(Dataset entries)
.....

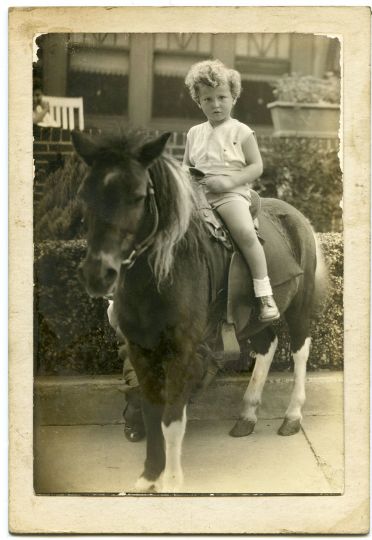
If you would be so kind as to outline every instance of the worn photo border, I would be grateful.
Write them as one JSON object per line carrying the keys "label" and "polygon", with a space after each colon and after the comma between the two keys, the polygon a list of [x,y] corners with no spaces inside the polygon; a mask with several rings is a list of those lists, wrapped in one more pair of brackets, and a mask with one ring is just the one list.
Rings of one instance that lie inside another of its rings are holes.
{"label": "worn photo border", "polygon": [[[345,491],[37,496],[33,491],[33,42],[47,32],[300,32],[342,44]],[[54,7],[9,13],[9,526],[13,533],[366,533],[369,528],[369,7]]]}

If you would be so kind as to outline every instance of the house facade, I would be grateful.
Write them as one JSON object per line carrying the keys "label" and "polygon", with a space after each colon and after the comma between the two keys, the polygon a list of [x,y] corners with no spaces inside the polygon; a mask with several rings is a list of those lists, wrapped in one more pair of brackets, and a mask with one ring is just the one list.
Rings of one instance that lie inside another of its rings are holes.
{"label": "house facade", "polygon": [[38,38],[46,95],[82,96],[85,126],[119,125],[184,132],[203,121],[184,85],[194,62],[218,58],[237,69],[243,92],[236,118],[272,133],[267,103],[286,73],[339,72],[339,42],[314,34],[75,33]]}

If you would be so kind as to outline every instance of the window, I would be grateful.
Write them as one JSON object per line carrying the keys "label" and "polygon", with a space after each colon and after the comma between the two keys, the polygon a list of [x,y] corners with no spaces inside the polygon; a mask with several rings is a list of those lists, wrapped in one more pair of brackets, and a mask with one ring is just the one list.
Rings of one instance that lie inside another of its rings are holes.
{"label": "window", "polygon": [[212,35],[154,35],[152,118],[204,119],[185,86],[191,65],[211,57]]}
{"label": "window", "polygon": [[70,34],[67,94],[85,114],[127,115],[128,73],[128,34]]}
{"label": "window", "polygon": [[68,95],[82,96],[85,114],[128,112],[128,76],[72,71],[68,78]]}

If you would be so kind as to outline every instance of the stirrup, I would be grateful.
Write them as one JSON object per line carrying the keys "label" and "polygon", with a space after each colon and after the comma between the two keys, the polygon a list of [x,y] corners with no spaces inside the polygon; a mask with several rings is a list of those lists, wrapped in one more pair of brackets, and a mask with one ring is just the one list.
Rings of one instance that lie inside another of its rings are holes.
{"label": "stirrup", "polygon": [[236,338],[234,323],[227,321],[222,323],[221,337],[224,352],[229,355],[230,360],[237,360],[240,356],[240,345]]}

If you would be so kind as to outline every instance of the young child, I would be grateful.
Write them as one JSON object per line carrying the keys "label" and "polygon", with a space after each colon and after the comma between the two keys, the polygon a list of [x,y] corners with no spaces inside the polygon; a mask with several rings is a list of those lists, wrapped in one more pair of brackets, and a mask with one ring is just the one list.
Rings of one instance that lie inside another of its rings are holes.
{"label": "young child", "polygon": [[240,75],[219,60],[206,60],[191,67],[185,83],[207,122],[188,132],[183,164],[204,173],[207,201],[221,216],[251,270],[259,319],[274,321],[280,314],[249,208],[249,186],[262,174],[262,159],[254,132],[231,117],[241,93]]}
{"label": "young child", "polygon": [[33,83],[32,88],[32,123],[42,127],[58,127],[50,114],[49,103],[45,101],[41,84]]}

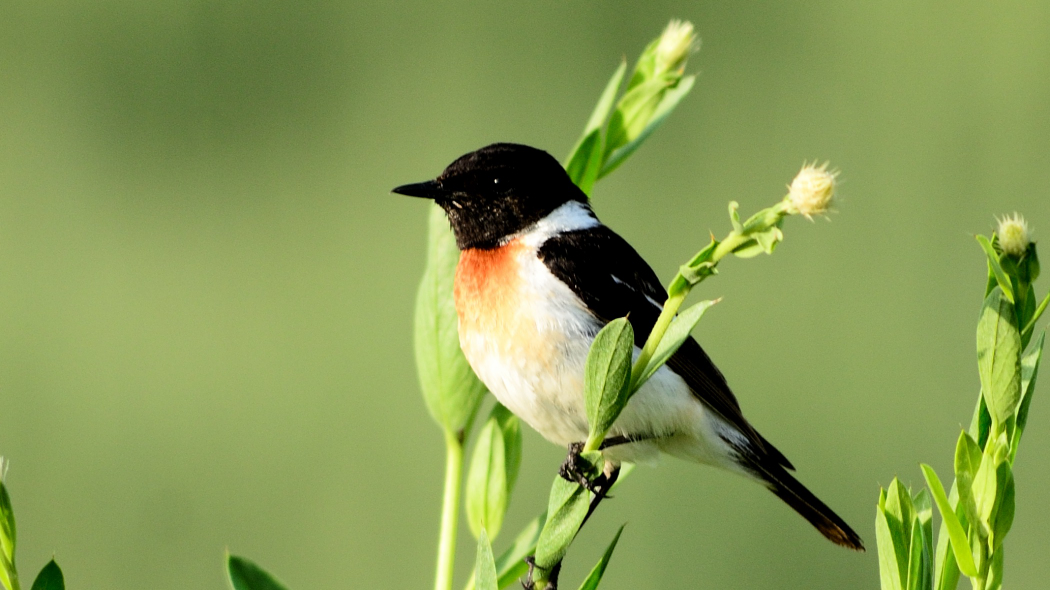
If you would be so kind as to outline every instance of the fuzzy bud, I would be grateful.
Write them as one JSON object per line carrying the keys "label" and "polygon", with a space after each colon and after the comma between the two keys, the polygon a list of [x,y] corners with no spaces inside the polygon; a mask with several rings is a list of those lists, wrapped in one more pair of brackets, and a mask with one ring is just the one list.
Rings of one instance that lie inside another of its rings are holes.
{"label": "fuzzy bud", "polygon": [[805,215],[806,219],[827,213],[835,196],[835,179],[838,175],[837,170],[828,170],[828,162],[819,168],[816,162],[803,164],[795,180],[788,185],[791,213]]}
{"label": "fuzzy bud", "polygon": [[999,247],[1003,249],[1003,252],[1011,256],[1024,254],[1028,250],[1028,244],[1032,243],[1028,222],[1024,220],[1024,217],[1015,211],[1013,217],[1004,215],[997,221],[999,228],[996,234],[999,236]]}
{"label": "fuzzy bud", "polygon": [[700,47],[693,23],[672,19],[660,35],[656,45],[656,71],[672,72],[681,69],[685,60]]}

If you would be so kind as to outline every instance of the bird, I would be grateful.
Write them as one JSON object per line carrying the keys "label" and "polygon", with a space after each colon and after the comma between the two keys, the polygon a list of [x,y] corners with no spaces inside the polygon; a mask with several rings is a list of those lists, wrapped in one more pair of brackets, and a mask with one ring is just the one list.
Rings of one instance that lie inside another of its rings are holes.
{"label": "bird", "polygon": [[[460,259],[454,300],[460,346],[496,399],[552,443],[587,438],[584,367],[595,336],[626,317],[637,358],[667,292],[638,252],[598,220],[587,195],[538,148],[495,143],[433,180],[394,193],[432,200]],[[630,399],[605,459],[667,454],[762,484],[832,542],[859,535],[790,473],[794,466],[744,417],[725,377],[689,337]],[[571,448],[571,447],[570,447]]]}

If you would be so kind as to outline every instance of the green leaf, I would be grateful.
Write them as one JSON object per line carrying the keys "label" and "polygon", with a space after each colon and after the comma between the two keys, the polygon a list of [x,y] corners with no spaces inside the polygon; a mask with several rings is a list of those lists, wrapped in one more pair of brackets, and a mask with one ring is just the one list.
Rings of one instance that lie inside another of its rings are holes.
{"label": "green leaf", "polygon": [[496,585],[496,562],[492,559],[492,545],[485,529],[478,536],[478,557],[474,563],[474,587],[478,590],[499,590]]}
{"label": "green leaf", "polygon": [[18,571],[15,569],[15,544],[18,534],[11,496],[3,481],[6,470],[7,462],[0,457],[0,586],[10,590],[18,587]]}
{"label": "green leaf", "polygon": [[[650,135],[652,135],[653,131],[656,131],[656,129],[663,124],[664,120],[667,119],[667,116],[671,114],[671,111],[673,111],[675,107],[678,106],[678,103],[681,102],[687,94],[689,94],[689,91],[693,89],[693,83],[695,81],[696,76],[684,76],[681,80],[678,81],[678,84],[676,86],[666,90],[663,93],[663,97],[660,99],[660,102],[657,105],[656,109],[652,112],[651,116],[649,117],[648,124],[646,124],[645,128],[642,129],[641,132],[638,133],[636,137],[634,137],[634,139],[631,139],[625,145],[618,146],[616,149],[610,152],[609,145],[611,140],[607,139],[606,154],[608,155],[605,158],[605,163],[602,166],[601,172],[598,174],[598,178],[607,176],[610,172],[616,170],[616,168],[618,168],[620,164],[623,164],[627,160],[627,158],[635,152],[635,150],[641,147],[642,143],[644,143],[645,140],[648,139]],[[613,121],[615,120],[616,116],[614,114]],[[612,134],[613,123],[612,121],[610,121],[608,133],[609,137],[611,137]]]}
{"label": "green leaf", "polygon": [[[966,514],[963,509],[958,506],[959,494],[957,486],[952,485],[952,491],[948,496],[948,500],[949,505],[954,504],[956,506],[956,518],[959,519],[961,526],[966,529],[969,524],[966,521]],[[959,566],[955,563],[955,557],[950,555],[951,551],[952,544],[948,540],[948,526],[942,520],[937,532],[937,551],[934,554],[936,568],[934,588],[936,590],[955,590],[959,585]]]}
{"label": "green leaf", "polygon": [[879,506],[875,510],[875,542],[879,548],[879,579],[882,583],[882,590],[902,590],[901,570],[897,565],[897,550],[884,507],[885,495],[886,492],[883,490]]}
{"label": "green leaf", "polygon": [[496,403],[490,414],[499,423],[503,434],[504,455],[507,461],[507,489],[514,490],[521,469],[521,420],[501,403]]}
{"label": "green leaf", "polygon": [[944,486],[941,485],[941,480],[937,477],[937,472],[933,470],[933,467],[925,463],[920,465],[920,467],[922,468],[923,476],[926,478],[926,485],[930,488],[933,501],[937,504],[937,510],[940,511],[941,518],[948,528],[948,537],[951,541],[952,551],[955,553],[955,562],[962,573],[971,578],[975,577],[977,575],[977,566],[974,565],[973,554],[970,553],[970,543],[966,538],[966,531],[963,530],[962,524],[959,523],[959,518],[955,516],[955,511],[952,510],[947,496],[944,495]]}
{"label": "green leaf", "polygon": [[997,424],[1014,415],[1021,400],[1021,335],[1014,306],[993,289],[977,323],[977,367],[981,392]]}
{"label": "green leaf", "polygon": [[704,312],[719,301],[721,300],[715,299],[713,301],[701,301],[700,303],[690,306],[671,320],[671,325],[668,326],[667,331],[664,332],[663,339],[660,340],[660,344],[656,346],[656,352],[654,352],[652,358],[649,359],[649,364],[646,365],[645,371],[642,372],[641,378],[638,379],[638,383],[633,385],[633,389],[641,387],[641,385],[648,381],[649,378],[660,369],[660,367],[664,366],[664,363],[674,356],[674,353],[681,348],[682,343],[689,338],[689,334],[692,333],[693,328],[700,323],[700,318],[704,317]]}
{"label": "green leaf", "polygon": [[[547,513],[544,512],[533,518],[519,532],[518,536],[511,542],[499,557],[496,558],[496,577],[500,588],[506,588],[514,584],[519,578],[529,571],[525,557],[532,555],[536,550],[536,541],[540,538],[540,531],[547,521]],[[474,577],[467,580],[465,590],[474,590]]]}
{"label": "green leaf", "polygon": [[1028,323],[1025,324],[1024,330],[1021,331],[1022,341],[1028,341],[1032,337],[1032,332],[1035,330],[1035,323],[1039,321],[1043,312],[1046,311],[1047,304],[1050,304],[1050,293],[1046,294],[1046,297],[1043,298],[1039,307],[1037,307],[1035,312],[1032,313],[1032,319],[1028,320]]}
{"label": "green leaf", "polygon": [[1014,523],[1014,476],[1010,469],[1010,463],[1003,461],[999,464],[996,471],[996,479],[998,480],[998,506],[995,511],[995,523],[992,525],[992,535],[989,538],[992,546],[992,551],[999,551],[1003,545],[1003,539],[1006,538],[1006,533],[1010,532],[1010,527]]}
{"label": "green leaf", "polygon": [[475,539],[482,531],[491,530],[493,538],[499,534],[509,497],[506,444],[499,421],[492,417],[478,434],[467,472],[467,524]]}
{"label": "green leaf", "polygon": [[416,367],[430,415],[447,432],[462,436],[485,395],[485,386],[459,347],[459,320],[452,298],[459,249],[437,205],[431,207],[428,225],[427,266],[416,295]]}
{"label": "green leaf", "polygon": [[984,584],[984,590],[1002,590],[1003,587],[1003,548],[992,555],[992,562],[988,566],[988,578]]}
{"label": "green leaf", "polygon": [[590,196],[601,168],[602,132],[601,129],[595,129],[580,140],[572,159],[565,166],[565,171],[572,182],[580,187],[585,195]]}
{"label": "green leaf", "polygon": [[922,532],[922,522],[911,522],[911,547],[908,552],[908,590],[929,590],[933,586],[930,547]]}
{"label": "green leaf", "polygon": [[623,75],[627,71],[627,61],[622,60],[620,67],[616,68],[612,78],[605,85],[598,104],[595,105],[583,134],[572,148],[572,152],[565,160],[565,169],[572,181],[590,195],[594,188],[594,182],[598,179],[598,172],[602,165],[602,135],[601,128],[605,120],[609,118],[616,93],[623,84]]}
{"label": "green leaf", "polygon": [[884,512],[893,539],[901,583],[905,583],[908,580],[908,551],[911,547],[911,521],[914,511],[911,506],[911,494],[896,477],[886,490]]}
{"label": "green leaf", "polygon": [[606,324],[591,344],[584,372],[587,421],[591,429],[588,448],[597,448],[627,405],[633,352],[634,330],[627,318]]}
{"label": "green leaf", "polygon": [[66,581],[62,578],[62,568],[58,567],[58,564],[52,559],[37,574],[32,590],[65,590],[65,588]]}
{"label": "green leaf", "polygon": [[273,576],[243,557],[227,554],[226,574],[233,590],[285,590]]}
{"label": "green leaf", "polygon": [[982,539],[987,539],[991,532],[996,503],[996,465],[992,447],[993,443],[989,441],[981,455],[981,465],[973,477],[972,493],[976,519],[971,519],[970,523],[978,527]]}
{"label": "green leaf", "polygon": [[605,554],[595,564],[594,569],[588,574],[587,579],[580,585],[580,590],[596,590],[598,583],[602,581],[602,576],[605,575],[605,568],[609,566],[609,560],[612,559],[613,550],[616,549],[616,543],[620,540],[620,534],[623,533],[623,527],[627,525],[620,525],[620,530],[616,531],[616,536],[613,537],[609,546],[605,549]]}
{"label": "green leaf", "polygon": [[977,503],[973,497],[973,480],[981,467],[981,447],[966,432],[959,434],[955,445],[955,484],[959,490],[959,502],[963,503],[970,520],[977,516]]}
{"label": "green leaf", "polygon": [[995,253],[992,243],[984,236],[977,236],[977,243],[984,250],[985,257],[988,259],[988,270],[995,276],[995,282],[999,284],[999,288],[1003,290],[1010,303],[1014,303],[1013,283],[1010,281],[1010,277],[1006,276],[1006,272],[999,263],[999,255]]}
{"label": "green leaf", "polygon": [[1010,462],[1017,456],[1017,447],[1021,443],[1021,434],[1028,424],[1028,408],[1032,405],[1032,394],[1035,392],[1035,380],[1039,376],[1039,359],[1043,356],[1043,343],[1046,331],[1039,336],[1039,342],[1021,359],[1021,403],[1017,406],[1017,420],[1014,422],[1013,438],[1010,441]]}
{"label": "green leaf", "polygon": [[536,542],[536,566],[550,570],[565,556],[590,506],[590,494],[576,483],[554,478],[547,522]]}

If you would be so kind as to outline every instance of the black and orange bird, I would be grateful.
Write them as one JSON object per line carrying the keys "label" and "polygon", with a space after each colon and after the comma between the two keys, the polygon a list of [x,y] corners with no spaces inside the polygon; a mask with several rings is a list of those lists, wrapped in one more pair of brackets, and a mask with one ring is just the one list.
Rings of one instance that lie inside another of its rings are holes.
{"label": "black and orange bird", "polygon": [[[627,317],[637,356],[667,299],[656,273],[598,220],[558,161],[536,148],[493,144],[394,192],[431,199],[448,215],[461,251],[459,339],[474,372],[547,440],[585,440],[591,343],[607,322]],[[767,487],[834,543],[863,550],[857,533],[747,421],[693,338],[631,398],[609,435],[629,441],[605,450],[614,464],[667,453],[727,469]]]}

.....

Determine the number of lines in the entries that hold "every". Reply with that number only.

9